### Text block ###
Pain & Fever

*Do you have questions about the updated cardiovascular warning on non-aspirin NSAIDs packaging?

UPDATED LABEL WARNING: The U.S. Food and Drug Administration (FDA) has amended the existing cardiovascular warning on non-aspirin nonsteroidal anti-inflammatory drugs (NSAIDs), including the active ingredients ibuprofen, ketoprofen (Rx only), magnesium salicylate, and naproxen sodium to state that these medicines can increase the risk of heart attack or stroke. The risk is higher if you use more than directed or for longer than directed. The updated warning does not apply to aspirin. The change was first applied to prescription products and a similar change is now appearing on over-the-counter (OTC) NSAIDs Drug Facts labels, with the exception of aspirin.
### Record excerpts ###
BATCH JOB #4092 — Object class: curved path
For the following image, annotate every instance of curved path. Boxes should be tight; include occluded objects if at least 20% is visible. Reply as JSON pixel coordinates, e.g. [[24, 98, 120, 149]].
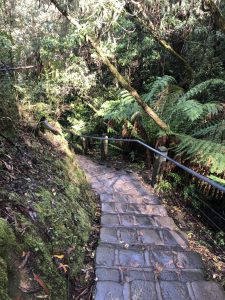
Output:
[[78, 156, 225, 300]]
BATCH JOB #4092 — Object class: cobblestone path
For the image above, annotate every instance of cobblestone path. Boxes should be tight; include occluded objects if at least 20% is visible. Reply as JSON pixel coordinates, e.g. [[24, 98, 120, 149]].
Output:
[[78, 156, 225, 300]]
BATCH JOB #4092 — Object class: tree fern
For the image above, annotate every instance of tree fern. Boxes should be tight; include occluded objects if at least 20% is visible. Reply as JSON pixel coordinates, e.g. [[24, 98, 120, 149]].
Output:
[[175, 134, 225, 174], [142, 76, 176, 103], [181, 79, 225, 101]]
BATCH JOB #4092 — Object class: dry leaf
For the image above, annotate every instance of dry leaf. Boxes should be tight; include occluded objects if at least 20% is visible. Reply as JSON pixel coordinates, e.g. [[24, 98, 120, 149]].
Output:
[[58, 263, 69, 273], [53, 254, 64, 259], [33, 273, 50, 295]]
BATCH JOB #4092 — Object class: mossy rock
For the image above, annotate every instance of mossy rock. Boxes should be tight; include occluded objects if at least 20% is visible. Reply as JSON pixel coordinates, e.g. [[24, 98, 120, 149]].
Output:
[[0, 257, 10, 300], [0, 218, 18, 260]]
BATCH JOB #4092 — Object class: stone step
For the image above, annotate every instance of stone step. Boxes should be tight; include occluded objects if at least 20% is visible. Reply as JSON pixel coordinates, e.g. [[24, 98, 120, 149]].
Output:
[[94, 280, 225, 300], [100, 193, 160, 205], [96, 244, 204, 273], [100, 227, 188, 248], [101, 213, 178, 230], [95, 266, 204, 283], [102, 202, 167, 216]]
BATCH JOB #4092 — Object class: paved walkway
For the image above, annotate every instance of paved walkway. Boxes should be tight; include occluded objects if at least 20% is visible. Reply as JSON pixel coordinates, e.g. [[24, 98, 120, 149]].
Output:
[[78, 156, 225, 300]]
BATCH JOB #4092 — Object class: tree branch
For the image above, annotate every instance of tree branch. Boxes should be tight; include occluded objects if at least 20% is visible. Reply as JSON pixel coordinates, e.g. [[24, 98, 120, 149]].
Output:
[[203, 0, 225, 34], [50, 0, 169, 130]]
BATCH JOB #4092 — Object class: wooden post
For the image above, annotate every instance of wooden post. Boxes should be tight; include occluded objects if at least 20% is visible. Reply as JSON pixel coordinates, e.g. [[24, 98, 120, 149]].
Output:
[[101, 135, 109, 160], [151, 146, 168, 187], [82, 137, 88, 155]]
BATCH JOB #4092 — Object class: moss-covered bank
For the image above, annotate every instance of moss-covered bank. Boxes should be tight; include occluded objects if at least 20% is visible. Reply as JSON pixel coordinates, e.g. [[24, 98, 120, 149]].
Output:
[[0, 129, 96, 300]]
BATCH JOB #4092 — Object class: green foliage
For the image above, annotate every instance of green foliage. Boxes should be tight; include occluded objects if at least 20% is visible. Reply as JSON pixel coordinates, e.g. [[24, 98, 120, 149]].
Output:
[[156, 180, 173, 194]]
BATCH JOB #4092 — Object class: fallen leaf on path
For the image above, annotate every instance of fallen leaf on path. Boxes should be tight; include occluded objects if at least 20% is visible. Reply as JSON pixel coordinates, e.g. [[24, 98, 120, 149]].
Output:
[[53, 254, 64, 259], [58, 263, 69, 273], [33, 273, 50, 295]]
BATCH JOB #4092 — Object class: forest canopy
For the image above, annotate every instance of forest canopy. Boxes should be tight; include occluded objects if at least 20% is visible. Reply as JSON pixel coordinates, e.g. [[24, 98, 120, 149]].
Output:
[[0, 0, 225, 299]]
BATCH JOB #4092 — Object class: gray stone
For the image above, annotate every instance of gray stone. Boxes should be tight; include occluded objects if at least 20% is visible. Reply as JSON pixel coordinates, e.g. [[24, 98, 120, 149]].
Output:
[[79, 156, 225, 300], [94, 281, 124, 300], [119, 250, 145, 268], [100, 194, 114, 202], [188, 281, 225, 300], [102, 202, 117, 213], [121, 215, 136, 226], [162, 230, 188, 248], [159, 270, 179, 281], [95, 268, 120, 282], [150, 250, 176, 270], [123, 269, 155, 282], [131, 280, 157, 300], [120, 228, 138, 244], [160, 281, 191, 300], [179, 270, 204, 282], [101, 214, 120, 226], [138, 229, 164, 245], [96, 246, 115, 266], [135, 215, 156, 226], [175, 251, 204, 269], [100, 227, 118, 243], [154, 216, 177, 230]]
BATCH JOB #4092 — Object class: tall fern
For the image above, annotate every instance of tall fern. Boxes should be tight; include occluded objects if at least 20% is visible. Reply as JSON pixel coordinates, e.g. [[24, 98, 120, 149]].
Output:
[[99, 76, 225, 174]]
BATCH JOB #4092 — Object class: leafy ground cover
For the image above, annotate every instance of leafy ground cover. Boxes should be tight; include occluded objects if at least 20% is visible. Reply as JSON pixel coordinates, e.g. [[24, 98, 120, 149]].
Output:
[[0, 127, 98, 300]]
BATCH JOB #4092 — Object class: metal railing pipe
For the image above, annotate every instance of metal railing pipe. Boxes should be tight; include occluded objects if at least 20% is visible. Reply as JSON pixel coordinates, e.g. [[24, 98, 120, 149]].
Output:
[[77, 135, 225, 193]]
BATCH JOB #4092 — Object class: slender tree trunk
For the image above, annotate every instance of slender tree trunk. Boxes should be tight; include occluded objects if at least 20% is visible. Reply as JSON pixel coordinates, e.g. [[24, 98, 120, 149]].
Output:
[[129, 1, 194, 77], [204, 0, 225, 34], [50, 0, 169, 130]]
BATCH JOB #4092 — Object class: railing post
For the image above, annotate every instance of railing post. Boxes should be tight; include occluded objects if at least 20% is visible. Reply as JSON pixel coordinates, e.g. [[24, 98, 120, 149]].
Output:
[[101, 135, 109, 160], [82, 137, 88, 155], [151, 146, 168, 187]]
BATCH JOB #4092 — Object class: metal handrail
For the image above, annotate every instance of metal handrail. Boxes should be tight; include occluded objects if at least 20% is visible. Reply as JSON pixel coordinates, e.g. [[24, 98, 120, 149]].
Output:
[[77, 135, 225, 192]]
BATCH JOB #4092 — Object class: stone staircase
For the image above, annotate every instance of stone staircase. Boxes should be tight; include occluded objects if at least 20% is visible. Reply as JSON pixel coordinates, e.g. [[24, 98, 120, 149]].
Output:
[[78, 156, 225, 300]]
###
- _Work request_: Pick up the Pain & Fever text on the updated NSAID heart-risk warning after its last sentence, and write what comes next.

- _Answer to this task_:
To ensure you are safely using non-aspirin OTC NSAIDs to treat your minor pain and fever, read and follow the Drug Facts label and talk to your healthcare provider if you have any questions. Also, consumers should be aware that NSAIDs are an active ingredient in many medicines – both prescription and OTC – and ensure they aren’t inadvertently taking more than the recommended dose.

Find more information about safe use of OTC NSAIDs below.

Pain & Fever Facts

Headache, backache, muscle aches, toothache, menstrual cramps, arthritis, and aches and pains—you know when you’re in pain. Over-the-counter (OTC) pain relievers and fever reducers (also known as internal analgesics) are medicines that treat both fever and minor pain. Some pain relievers are also labeled for the treatment of migraines.

Some pain relievers are available as topical products (products applied to the skin, rather than ingested) whereas internal analgesics are pain relievers and fever reducers.

  • External analgesics are topical pain relievers and are not intended to reduce fever. These medicines are for external use only and are applied directly to the outer surface of the body in lotions, sprays, and other forms, rather than ingested.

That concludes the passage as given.